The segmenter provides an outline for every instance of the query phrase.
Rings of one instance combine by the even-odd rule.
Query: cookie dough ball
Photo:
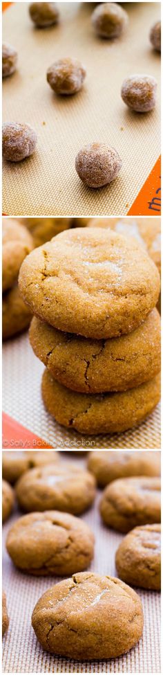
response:
[[[84,66],[77,59],[58,59],[47,71],[47,80],[55,93],[69,96],[81,89],[86,77]]]
[[[127,26],[128,15],[116,2],[104,2],[94,10],[92,23],[100,37],[119,37]]]
[[[121,96],[135,112],[148,112],[156,102],[157,82],[150,75],[131,75],[124,80]]]
[[[31,2],[29,6],[30,19],[35,26],[44,28],[59,21],[59,11],[55,2]]]
[[[48,465],[24,474],[17,483],[16,494],[23,511],[55,509],[77,515],[93,503],[95,479],[71,464]]]
[[[35,467],[41,467],[45,464],[55,463],[58,461],[59,454],[55,450],[50,452],[46,450],[20,451],[15,452],[8,450],[2,453],[2,476],[3,478],[13,485],[18,478],[25,474],[25,471]]]
[[[149,39],[156,51],[161,51],[161,21],[157,21],[152,26]]]
[[[88,453],[88,469],[100,487],[130,476],[160,476],[160,452],[138,450]]]
[[[20,162],[33,154],[37,141],[36,132],[28,124],[3,124],[2,154],[10,162]]]
[[[6,480],[2,480],[2,522],[5,523],[14,506],[14,492]]]
[[[138,525],[160,523],[160,489],[159,478],[113,480],[105,488],[100,503],[104,523],[124,533]]]
[[[67,576],[86,570],[94,535],[79,518],[59,511],[30,513],[13,525],[6,548],[14,564],[28,574]]]
[[[161,588],[161,525],[144,525],[124,537],[116,553],[120,579],[152,591]]]
[[[102,188],[119,174],[122,160],[115,147],[94,143],[79,150],[75,159],[78,176],[89,188]]]
[[[6,633],[9,626],[9,618],[8,615],[6,595],[4,591],[2,592],[2,637]]]
[[[50,654],[84,661],[115,658],[141,638],[142,603],[119,579],[83,572],[44,593],[32,625]]]
[[[15,47],[7,42],[2,45],[2,77],[8,78],[16,71],[17,65],[17,52]]]

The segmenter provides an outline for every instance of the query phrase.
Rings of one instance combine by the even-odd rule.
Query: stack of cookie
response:
[[[17,220],[2,224],[2,334],[6,340],[27,328],[31,312],[20,296],[17,278],[20,267],[33,249],[31,235]]]
[[[139,243],[68,230],[27,257],[19,288],[57,421],[88,434],[141,422],[160,399],[160,276]]]

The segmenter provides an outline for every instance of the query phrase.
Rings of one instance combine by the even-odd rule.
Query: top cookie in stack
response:
[[[111,231],[66,231],[27,257],[19,288],[37,317],[30,341],[57,420],[86,433],[141,422],[159,400],[160,368],[160,277],[141,246]]]

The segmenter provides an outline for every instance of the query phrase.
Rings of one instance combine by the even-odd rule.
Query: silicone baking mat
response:
[[[63,453],[64,455],[64,453]],[[72,453],[64,453],[63,461],[72,461]],[[85,460],[73,458],[76,466],[84,466]],[[122,536],[103,525],[98,511],[99,492],[96,503],[82,516],[95,536],[95,552],[90,565],[93,572],[117,576],[115,554]],[[17,513],[17,516],[21,515]],[[15,516],[3,526],[5,543],[8,530]],[[37,600],[50,586],[60,581],[52,577],[37,578],[21,574],[15,569],[5,550],[3,553],[3,588],[7,595],[10,625],[3,642],[3,672],[6,673],[159,673],[160,665],[160,594],[135,589],[143,604],[144,627],[143,638],[137,646],[121,658],[108,661],[73,661],[53,657],[44,652],[30,625],[30,618]]]
[[[33,27],[28,3],[12,3],[3,13],[3,39],[13,44],[19,53],[17,72],[3,83],[3,120],[33,126],[38,145],[33,156],[23,162],[4,162],[3,211],[28,216],[125,215],[160,152],[160,55],[148,38],[160,17],[160,3],[124,3],[128,28],[112,42],[94,34],[93,3],[58,4],[60,24],[46,30]],[[46,79],[47,68],[64,56],[79,58],[87,71],[83,89],[66,98],[57,97]],[[121,100],[123,80],[136,73],[154,75],[158,81],[157,106],[148,114],[129,111]],[[83,145],[97,141],[115,147],[123,164],[115,181],[94,190],[79,180],[75,158]],[[148,197],[146,190],[132,213],[146,215],[153,195],[156,210],[148,215],[159,215],[155,170],[154,174]]]
[[[41,395],[41,375],[44,366],[36,358],[30,345],[28,333],[3,346],[3,409],[5,413],[17,420],[27,429],[44,439],[52,448],[160,448],[160,408],[157,406],[153,413],[137,428],[124,433],[112,435],[83,436],[74,431],[69,431],[55,422],[46,411]],[[35,447],[27,436],[26,447]],[[12,436],[12,444],[8,442],[8,435],[3,436],[3,447],[22,447]],[[24,435],[23,435],[24,439]],[[44,446],[43,446],[44,447]]]

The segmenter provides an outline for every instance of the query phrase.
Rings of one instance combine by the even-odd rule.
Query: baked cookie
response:
[[[124,537],[116,553],[119,577],[142,588],[161,588],[161,525],[135,528]]]
[[[128,335],[91,340],[64,333],[34,316],[30,341],[57,381],[73,391],[125,391],[160,372],[160,317],[154,309]]]
[[[2,290],[17,281],[21,263],[33,249],[31,235],[17,220],[3,218],[2,223]]]
[[[115,658],[141,638],[142,602],[119,579],[83,572],[44,593],[32,625],[50,654],[84,661]]]
[[[21,450],[19,452],[10,450],[2,452],[2,476],[3,478],[12,485],[29,469],[40,467],[45,464],[52,464],[57,462],[58,453],[48,450]]]
[[[88,469],[100,487],[130,476],[160,476],[160,452],[96,450],[89,452]]]
[[[160,478],[119,478],[105,488],[100,513],[106,525],[128,532],[137,525],[160,523]]]
[[[60,330],[97,339],[134,330],[155,307],[155,265],[137,242],[115,232],[77,228],[26,258],[19,273],[24,302]]]
[[[68,576],[86,570],[93,556],[94,535],[68,513],[44,511],[23,516],[8,534],[6,548],[19,570],[36,575]]]
[[[57,382],[46,369],[42,396],[59,424],[84,434],[114,433],[140,424],[151,413],[160,398],[160,376],[128,391],[80,394]]]
[[[6,633],[9,626],[9,618],[6,605],[6,595],[4,591],[2,592],[2,637]]]
[[[72,464],[49,464],[23,474],[16,485],[16,494],[23,511],[55,509],[77,515],[93,503],[95,479]]]
[[[5,523],[14,506],[14,492],[6,480],[2,480],[2,522]]]
[[[8,340],[28,328],[32,314],[21,297],[18,286],[13,286],[2,296],[2,337]]]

☆ ☆ ☆ ☆ ☆ ☆ ☆

__Aim of the exercise__:
Write out all the entries exactly, except for the pictures.

__Answer__:
The segmenter provides an outline for every instance of the query phrase.
Rings of one instance combine by the even-odd rule.
Query: cookie dough ball
Photo:
response:
[[[84,66],[77,59],[58,59],[47,71],[47,80],[55,93],[69,96],[81,89],[86,77]]]
[[[127,26],[128,15],[116,2],[104,2],[94,10],[92,23],[100,37],[119,37]]]
[[[121,96],[135,112],[148,112],[156,102],[157,82],[150,75],[131,75],[124,80]]]
[[[31,2],[29,6],[30,19],[35,26],[44,28],[59,21],[59,11],[55,2]]]
[[[48,465],[24,474],[17,483],[16,494],[23,511],[55,509],[77,515],[93,503],[95,479],[71,464]]]
[[[35,467],[41,467],[45,464],[55,463],[58,461],[59,454],[55,450],[50,452],[46,450],[20,451],[15,452],[8,450],[2,453],[2,476],[3,478],[13,485],[18,478],[25,474],[25,471]]]
[[[149,39],[156,51],[161,51],[161,21],[157,21],[152,26]]]
[[[88,453],[88,469],[100,487],[130,476],[160,476],[160,452],[138,450]]]
[[[20,162],[33,154],[37,141],[36,132],[28,124],[3,124],[2,154],[10,162]]]
[[[6,480],[2,480],[2,522],[5,523],[14,506],[14,492]]]
[[[138,525],[160,523],[160,489],[159,478],[113,480],[105,488],[100,503],[104,523],[124,533]]]
[[[67,576],[86,570],[94,535],[79,518],[59,511],[30,513],[13,525],[6,548],[14,564],[28,574]]]
[[[161,588],[161,525],[144,525],[124,537],[116,553],[120,579],[152,591]]]
[[[102,188],[119,174],[122,160],[115,147],[94,143],[79,150],[75,159],[78,176],[89,188]]]
[[[6,633],[9,626],[9,618],[8,615],[6,595],[4,591],[2,592],[2,637]]]
[[[50,654],[84,661],[115,658],[141,638],[142,603],[119,579],[83,572],[44,593],[32,625]]]
[[[15,47],[7,42],[2,45],[2,77],[8,78],[16,71],[17,65],[17,52]]]

The segmenter provides an outline for every instance of the query phrase.
Rings of one instance combine by the even-odd rule.
Query: stack of cookie
response:
[[[17,220],[2,224],[2,334],[6,340],[27,328],[31,312],[20,296],[17,278],[20,267],[33,249],[31,235]]]
[[[139,243],[68,230],[27,257],[19,288],[57,421],[88,434],[141,422],[160,399],[160,276]]]

The segmenter provides an outline for every instance of the query phrase.
Rings of one instance combine by the even-odd rule.
Query: top cookie in stack
response:
[[[111,231],[66,231],[27,257],[19,288],[37,317],[30,341],[57,420],[86,433],[141,422],[159,400],[160,368],[160,277],[141,246]]]

The segmenter provides an outline for every instance of the query phrase.
Rings of one instance combine by the even-odd rule.
Query: silicone baking mat
response:
[[[63,453],[64,455],[64,453]],[[72,453],[64,453],[63,461],[72,461]],[[85,460],[73,458],[76,466],[84,466]],[[122,536],[103,525],[98,511],[99,492],[96,503],[82,516],[95,536],[95,552],[90,565],[93,572],[117,576],[115,554]],[[17,513],[17,516],[21,515]],[[15,516],[3,526],[5,543],[8,530]],[[37,600],[50,586],[60,581],[52,577],[37,578],[21,574],[15,569],[5,550],[3,553],[3,588],[7,595],[10,625],[3,642],[3,672],[6,673],[159,673],[160,665],[160,594],[135,589],[143,604],[144,627],[143,638],[137,646],[121,658],[108,661],[73,661],[53,657],[44,652],[30,625],[30,618]]]
[[[33,27],[28,3],[12,3],[3,13],[3,39],[13,44],[19,53],[17,72],[3,83],[3,120],[33,126],[38,145],[33,156],[23,162],[4,162],[3,211],[28,216],[125,215],[160,152],[160,55],[148,38],[160,17],[160,3],[124,3],[128,28],[112,42],[94,34],[93,3],[58,4],[60,24],[46,30]],[[46,79],[47,68],[64,56],[79,58],[87,71],[83,89],[66,98],[57,97]],[[121,100],[123,80],[136,73],[154,75],[158,81],[157,106],[148,114],[129,111]],[[83,145],[97,141],[115,147],[123,164],[115,181],[94,190],[79,180],[75,158]],[[148,197],[146,190],[132,213],[146,215],[153,195],[156,210],[148,215],[159,215],[155,170],[154,174]]]
[[[41,395],[41,375],[44,366],[36,358],[30,345],[28,333],[3,346],[3,409],[5,413],[17,420],[27,429],[44,439],[52,448],[160,448],[160,408],[157,406],[153,413],[137,428],[124,433],[112,435],[83,436],[74,431],[69,431],[55,422],[46,411]],[[35,447],[27,436],[26,447]],[[12,436],[12,444],[8,442],[8,435],[3,436],[3,447],[22,447]],[[24,435],[23,435],[24,439]],[[44,446],[43,446],[44,447]]]

The segmenter provides an outline for every instance of the query phrase.
Rings of one instance combine by the even-odd rule.
Query: baked cookie
response:
[[[124,537],[116,553],[119,577],[142,588],[161,588],[161,525],[135,528]]]
[[[128,335],[91,340],[64,333],[34,316],[30,341],[57,381],[73,391],[125,391],[160,372],[160,317],[154,309]]]
[[[2,290],[17,281],[21,263],[33,249],[31,235],[17,220],[3,218],[2,223]]]
[[[115,658],[141,638],[142,602],[119,579],[83,572],[44,593],[32,625],[50,654],[84,661]]]
[[[21,450],[19,452],[10,450],[2,452],[2,476],[3,478],[12,485],[29,469],[40,467],[45,464],[52,464],[57,462],[58,453],[48,450]]]
[[[88,469],[100,487],[130,476],[160,476],[160,452],[96,450],[89,452]]]
[[[160,478],[119,478],[105,488],[100,513],[106,525],[128,532],[137,525],[160,523]]]
[[[60,330],[97,339],[134,330],[155,307],[155,265],[137,242],[115,232],[77,228],[26,258],[19,273],[24,302]]]
[[[68,576],[86,570],[93,556],[94,535],[68,513],[44,511],[23,516],[8,534],[6,548],[19,570],[36,575]]]
[[[57,382],[46,369],[42,396],[59,424],[84,434],[114,433],[140,424],[151,413],[160,398],[160,376],[128,391],[80,394]]]
[[[6,633],[9,626],[9,618],[6,605],[6,595],[4,591],[2,592],[2,637]]]
[[[72,464],[49,464],[23,474],[16,485],[16,494],[23,511],[55,509],[77,515],[93,503],[95,479]]]
[[[5,523],[14,506],[14,492],[6,480],[2,480],[2,522]]]
[[[8,340],[28,328],[32,314],[21,297],[18,286],[13,286],[2,296],[2,337]]]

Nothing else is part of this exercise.